Stored records:
=====
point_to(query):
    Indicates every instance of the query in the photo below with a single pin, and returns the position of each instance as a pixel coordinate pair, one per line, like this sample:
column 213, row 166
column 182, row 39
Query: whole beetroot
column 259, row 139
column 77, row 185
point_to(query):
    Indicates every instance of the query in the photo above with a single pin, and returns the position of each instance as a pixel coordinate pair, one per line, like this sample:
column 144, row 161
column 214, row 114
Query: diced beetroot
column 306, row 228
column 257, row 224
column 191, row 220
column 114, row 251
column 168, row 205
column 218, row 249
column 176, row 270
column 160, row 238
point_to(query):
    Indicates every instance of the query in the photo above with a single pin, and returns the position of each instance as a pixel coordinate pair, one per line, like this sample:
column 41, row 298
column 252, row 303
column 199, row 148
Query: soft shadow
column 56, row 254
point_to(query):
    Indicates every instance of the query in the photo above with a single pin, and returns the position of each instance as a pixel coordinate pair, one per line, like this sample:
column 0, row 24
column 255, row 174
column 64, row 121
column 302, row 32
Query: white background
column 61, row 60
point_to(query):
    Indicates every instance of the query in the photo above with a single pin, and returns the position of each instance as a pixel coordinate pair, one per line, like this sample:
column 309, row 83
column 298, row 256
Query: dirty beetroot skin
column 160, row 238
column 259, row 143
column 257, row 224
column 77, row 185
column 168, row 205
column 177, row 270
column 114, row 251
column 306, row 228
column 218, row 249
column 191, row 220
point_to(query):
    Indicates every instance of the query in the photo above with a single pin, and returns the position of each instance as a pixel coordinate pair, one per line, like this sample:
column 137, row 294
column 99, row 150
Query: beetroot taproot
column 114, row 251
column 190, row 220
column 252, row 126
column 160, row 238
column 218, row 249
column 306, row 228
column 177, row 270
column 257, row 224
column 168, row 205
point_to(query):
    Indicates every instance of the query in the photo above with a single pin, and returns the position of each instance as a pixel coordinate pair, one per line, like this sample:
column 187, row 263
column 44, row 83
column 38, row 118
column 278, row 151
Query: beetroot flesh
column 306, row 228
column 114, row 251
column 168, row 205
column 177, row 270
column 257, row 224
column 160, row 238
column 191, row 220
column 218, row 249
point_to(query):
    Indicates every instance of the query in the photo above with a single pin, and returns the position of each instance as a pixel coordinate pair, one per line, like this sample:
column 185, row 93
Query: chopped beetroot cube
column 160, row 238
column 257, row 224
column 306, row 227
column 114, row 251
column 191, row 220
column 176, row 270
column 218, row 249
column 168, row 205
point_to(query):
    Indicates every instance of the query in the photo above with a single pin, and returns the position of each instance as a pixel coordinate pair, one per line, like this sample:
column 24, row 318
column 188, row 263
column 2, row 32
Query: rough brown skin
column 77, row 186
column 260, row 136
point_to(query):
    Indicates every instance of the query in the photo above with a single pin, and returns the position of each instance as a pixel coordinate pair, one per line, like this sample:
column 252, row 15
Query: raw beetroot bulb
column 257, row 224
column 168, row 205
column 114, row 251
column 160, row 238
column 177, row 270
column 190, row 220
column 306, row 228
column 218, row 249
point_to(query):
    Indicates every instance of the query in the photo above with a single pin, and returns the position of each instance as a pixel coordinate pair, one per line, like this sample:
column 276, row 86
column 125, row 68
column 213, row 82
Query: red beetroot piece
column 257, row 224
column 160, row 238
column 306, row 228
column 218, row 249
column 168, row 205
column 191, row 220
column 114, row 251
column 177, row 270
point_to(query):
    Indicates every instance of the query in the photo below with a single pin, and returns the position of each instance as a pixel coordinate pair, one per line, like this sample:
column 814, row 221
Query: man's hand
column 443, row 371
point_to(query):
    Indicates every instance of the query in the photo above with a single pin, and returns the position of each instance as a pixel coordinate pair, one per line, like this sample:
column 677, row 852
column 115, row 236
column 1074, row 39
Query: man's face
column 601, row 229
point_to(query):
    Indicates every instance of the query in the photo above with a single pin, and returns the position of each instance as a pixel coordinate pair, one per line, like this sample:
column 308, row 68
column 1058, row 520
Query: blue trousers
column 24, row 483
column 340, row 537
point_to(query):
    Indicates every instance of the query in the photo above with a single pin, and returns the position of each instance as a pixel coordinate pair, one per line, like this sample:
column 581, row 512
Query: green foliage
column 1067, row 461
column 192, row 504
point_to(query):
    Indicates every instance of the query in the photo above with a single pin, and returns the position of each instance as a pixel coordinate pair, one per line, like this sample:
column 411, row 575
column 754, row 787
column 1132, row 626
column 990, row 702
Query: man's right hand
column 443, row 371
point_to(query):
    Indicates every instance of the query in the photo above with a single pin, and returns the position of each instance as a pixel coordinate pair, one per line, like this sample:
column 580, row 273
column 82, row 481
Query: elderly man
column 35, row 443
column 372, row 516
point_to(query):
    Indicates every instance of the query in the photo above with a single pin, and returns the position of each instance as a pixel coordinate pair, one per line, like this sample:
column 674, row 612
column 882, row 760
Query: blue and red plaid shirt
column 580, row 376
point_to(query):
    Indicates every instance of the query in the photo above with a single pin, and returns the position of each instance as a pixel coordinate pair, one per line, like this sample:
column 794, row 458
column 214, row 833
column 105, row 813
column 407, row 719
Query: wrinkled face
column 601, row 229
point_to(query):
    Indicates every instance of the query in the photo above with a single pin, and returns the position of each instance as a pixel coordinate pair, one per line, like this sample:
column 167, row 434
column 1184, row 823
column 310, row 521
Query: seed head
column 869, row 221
=====
§ Task requirements: Without leaving anything out, quote all the data.

§ Solution for this task:
point_to(query):
    Indicates every instance of the query in the photo below with a single pin, and returns the position of each instance as a pixel coordinate pair, one per line, like this sample:
column 213, row 166
column 182, row 39
Query: whole beetroot
column 259, row 139
column 77, row 185
point_to(query):
    Indicates every instance of the query in the photo above with a single pin, and returns the position of each instance as a pixel coordinate pair, one per line, like this sample:
column 144, row 161
column 214, row 114
Query: diced beetroot
column 306, row 228
column 257, row 224
column 191, row 220
column 114, row 251
column 168, row 205
column 218, row 249
column 176, row 270
column 160, row 238
point_to(query):
    Indicates every instance of the query in the photo above with a single pin, and returns the position of each instance as a pixel coordinate pair, one per line, like this sample:
column 41, row 298
column 252, row 303
column 199, row 148
Query: soft shadow
column 56, row 254
point_to(query):
    Indicates every instance of the query in the photo above with a single pin, and returns the position of each instance as a pixel coordinate pair, one per line, like this sample:
column 0, row 24
column 255, row 174
column 64, row 121
column 302, row 32
Query: white background
column 61, row 60
point_to(query):
    Indicates every instance of the query in the photo above with a single pin, and returns the position of each instance as a pixel coordinate pair, one per line, like this sample:
column 309, row 83
column 298, row 256
Query: dirty beetroot skin
column 160, row 238
column 259, row 143
column 257, row 224
column 77, row 185
column 168, row 205
column 177, row 270
column 114, row 251
column 306, row 228
column 218, row 249
column 191, row 220
point_to(query):
    Indicates every instance of the query in the photo above with a single pin, and returns the position of each instance as a pixel coordinate pair, one per line, like this sample:
column 137, row 294
column 99, row 150
Query: beetroot taproot
column 114, row 251
column 190, row 220
column 252, row 126
column 160, row 238
column 218, row 249
column 306, row 228
column 177, row 270
column 257, row 224
column 168, row 205
point_to(query):
    Indicates every instance of the query in the photo above with a single pin, and returns the position of each instance as a pixel coordinate pair, one per line, like this sample:
column 187, row 263
column 44, row 83
column 38, row 118
column 278, row 151
Query: beetroot flesh
column 306, row 228
column 114, row 251
column 168, row 205
column 177, row 270
column 257, row 224
column 160, row 238
column 191, row 220
column 218, row 249
point_to(query):
    Indicates every instance of the query in the photo above with a single pin, and returns the position of each instance as a pixel coordinate pair, one per line, like this sample:
column 185, row 93
Query: chopped beetroot cube
column 160, row 238
column 257, row 224
column 306, row 227
column 114, row 251
column 191, row 220
column 176, row 270
column 218, row 249
column 168, row 205
point_to(query):
    Indicates every instance of the query in the photo above with a single pin, and returns the position of each instance as a pixel coordinate pair, one per line, like this sample:
column 24, row 318
column 188, row 263
column 2, row 32
Query: rough brown skin
column 77, row 186
column 260, row 136
point_to(query):
    Indicates every instance of the query in the photo above with a single pin, and returns the position of each instance as a pixel coordinate pair, one per line, like this sample:
column 252, row 15
Query: raw beetroot bulb
column 257, row 224
column 168, row 205
column 114, row 251
column 160, row 238
column 177, row 270
column 190, row 220
column 306, row 228
column 218, row 249
point_to(query):
    Indicates every instance of the query in the photo above with a single pin, and returns the position of each instance as a pixel coordinate pair, one per line, like this sample:
column 276, row 86
column 125, row 68
column 213, row 82
Query: red beetroot piece
column 257, row 224
column 160, row 238
column 306, row 228
column 218, row 249
column 168, row 205
column 191, row 220
column 114, row 251
column 177, row 270
point_to(query):
    Indicates every instance of the query in the photo below with a single pin, and returns the position of each instance as a pixel coordinate pair, one per line, like this sample:
column 814, row 221
Query: man's hand
column 443, row 371
point_to(query):
    Indicates every instance of the query in the photo above with a single pin, and returns the position of each instance as a pixel coordinate pair, one per line, like this sample:
column 677, row 852
column 115, row 236
column 1074, row 39
Query: man's face
column 601, row 229
point_to(query):
    Indicates every instance of the query in the photo above with a single pin, and returns the position of each instance as a pixel coordinate pair, one per line, like this sample:
column 308, row 68
column 1058, row 520
Query: blue trousers
column 24, row 483
column 340, row 537
point_to(query):
    Indicates every instance of the query in the photo above with a single pin, and returns the position of each instance as a pixel coordinate pair, one per line, like this sample:
column 581, row 512
Query: green foliage
column 1067, row 461
column 192, row 504
point_to(query):
    Indicates every instance of the query in the photo above with a single pin, and returns the position of each instance as a pixel coordinate pair, one per line, like this sample:
column 411, row 575
column 754, row 787
column 1132, row 626
column 990, row 702
Query: man's right hand
column 443, row 371
point_to(query):
    Indicates every instance of the query in the photo above with a single pin, and returns the position of each instance as a pixel coordinate pair, one per line, like this sample:
column 580, row 273
column 82, row 481
Query: elderly man
column 35, row 443
column 372, row 516
point_to(query):
    Indicates every instance of the query in the photo above with a single pin, and returns the position of each instance as a pixel coordinate pair, one per line, like this sample:
column 674, row 612
column 882, row 760
Query: blue and red plaid shirt
column 580, row 376
point_to(query):
    Indicates every instance of the query in the photo above with a single pin, and returns the position of each instance as a pixel coordinate pair, one per line, like this sample:
column 794, row 458
column 214, row 833
column 105, row 813
column 407, row 719
Query: wrinkled face
column 601, row 229
point_to(query):
    Indicates every instance of the query in the photo above with a single pin, and returns the position of each instance as a pixel coordinate pair, one per line, like this sample:
column 167, row 434
column 1184, row 823
column 310, row 521
Query: seed head
column 869, row 221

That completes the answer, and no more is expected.